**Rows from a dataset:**
----------

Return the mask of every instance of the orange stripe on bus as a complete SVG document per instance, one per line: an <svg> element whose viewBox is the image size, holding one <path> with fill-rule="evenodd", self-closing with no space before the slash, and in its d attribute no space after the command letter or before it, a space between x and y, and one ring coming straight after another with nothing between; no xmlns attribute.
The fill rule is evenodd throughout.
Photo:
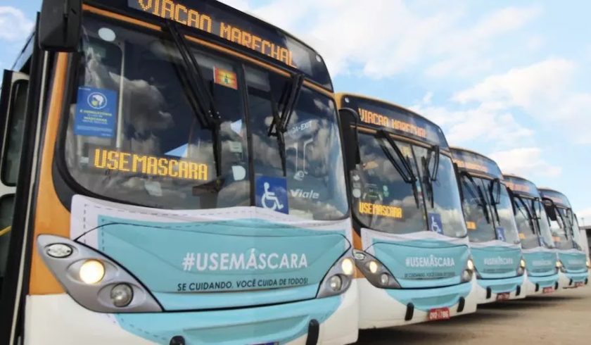
<svg viewBox="0 0 591 345"><path fill-rule="evenodd" d="M49 108L47 127L43 142L41 170L37 191L37 210L34 219L34 237L41 234L51 234L70 237L70 212L62 205L56 194L51 169L53 165L53 152L58 139L58 128L62 114L62 104L65 89L68 54L60 53L56 65L56 73L52 87L47 94ZM63 294L61 284L53 277L37 253L37 240L34 240L31 280L29 293L32 295Z"/></svg>

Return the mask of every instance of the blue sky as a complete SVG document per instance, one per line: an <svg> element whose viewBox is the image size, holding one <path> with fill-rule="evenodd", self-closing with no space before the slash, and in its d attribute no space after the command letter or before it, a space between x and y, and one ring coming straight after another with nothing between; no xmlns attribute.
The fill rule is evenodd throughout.
<svg viewBox="0 0 591 345"><path fill-rule="evenodd" d="M591 225L591 1L225 0L324 57L337 90L412 108L452 145L561 190ZM0 68L39 0L2 0Z"/></svg>

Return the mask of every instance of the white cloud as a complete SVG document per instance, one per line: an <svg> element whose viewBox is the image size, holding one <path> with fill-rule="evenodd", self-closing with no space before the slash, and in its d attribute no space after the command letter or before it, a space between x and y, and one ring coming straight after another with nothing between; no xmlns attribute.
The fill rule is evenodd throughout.
<svg viewBox="0 0 591 345"><path fill-rule="evenodd" d="M478 141L500 149L514 147L516 142L523 145L533 142L533 130L521 125L512 113L493 102L466 110L450 110L424 101L411 108L441 126L452 145L466 146Z"/></svg>
<svg viewBox="0 0 591 345"><path fill-rule="evenodd" d="M504 173L549 177L556 177L562 173L561 168L552 165L543 158L542 151L538 147L497 151L488 156L497 162Z"/></svg>
<svg viewBox="0 0 591 345"><path fill-rule="evenodd" d="M427 75L438 77L489 68L493 41L541 12L537 6L509 7L474 22L457 1L432 3L428 11L402 0L277 0L258 7L248 7L245 0L231 2L236 1L301 36L319 50L333 74L375 79L416 66L426 65Z"/></svg>
<svg viewBox="0 0 591 345"><path fill-rule="evenodd" d="M11 6L0 6L0 40L23 39L32 28L33 22L23 11Z"/></svg>
<svg viewBox="0 0 591 345"><path fill-rule="evenodd" d="M577 217L580 222L580 225L591 225L591 208L579 211Z"/></svg>
<svg viewBox="0 0 591 345"><path fill-rule="evenodd" d="M452 99L463 104L492 103L502 111L519 108L576 143L591 144L591 93L573 91L578 69L571 61L550 58L489 77L455 93Z"/></svg>

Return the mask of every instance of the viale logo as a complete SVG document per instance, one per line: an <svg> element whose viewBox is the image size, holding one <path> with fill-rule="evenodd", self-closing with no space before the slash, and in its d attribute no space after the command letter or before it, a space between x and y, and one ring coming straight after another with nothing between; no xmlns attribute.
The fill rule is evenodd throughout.
<svg viewBox="0 0 591 345"><path fill-rule="evenodd" d="M291 196L294 198L309 199L311 200L317 200L320 198L320 194L314 192L314 189L310 191L305 191L303 189L291 189Z"/></svg>

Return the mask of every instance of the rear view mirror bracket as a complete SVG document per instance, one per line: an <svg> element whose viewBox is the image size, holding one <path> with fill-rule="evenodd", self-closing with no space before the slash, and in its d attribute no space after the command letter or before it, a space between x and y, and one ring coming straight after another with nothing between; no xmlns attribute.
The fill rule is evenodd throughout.
<svg viewBox="0 0 591 345"><path fill-rule="evenodd" d="M82 12L82 0L44 0L37 29L39 47L48 51L75 51Z"/></svg>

----------

Put the data from its start up to and including the line with "108L47 127L43 142L41" into a numbered list, skipping blank lines and leaving out the pictures.

1. Return the mask of every instance of the orange stripe on bus as a complete SVG document per instance, one per line: an <svg> element whose viewBox is the image size, holding one <path> with fill-rule="evenodd", self-closing with no space before the slash, and in its d attribute no space after the command letter or before it, a space between x and y, and one ring coming straight after another with nothing between; no xmlns attribute.
2. The fill rule is evenodd throughout.
3. Photo:
4. <svg viewBox="0 0 591 345"><path fill-rule="evenodd" d="M49 108L47 127L43 142L41 170L37 191L37 210L34 219L34 237L41 234L51 234L70 237L70 212L62 205L56 194L51 169L53 165L53 152L58 139L58 128L62 114L62 104L65 89L68 54L60 53L56 65L56 73L52 87L47 94ZM63 294L61 284L53 277L37 253L37 240L34 240L31 280L29 293L32 295Z"/></svg>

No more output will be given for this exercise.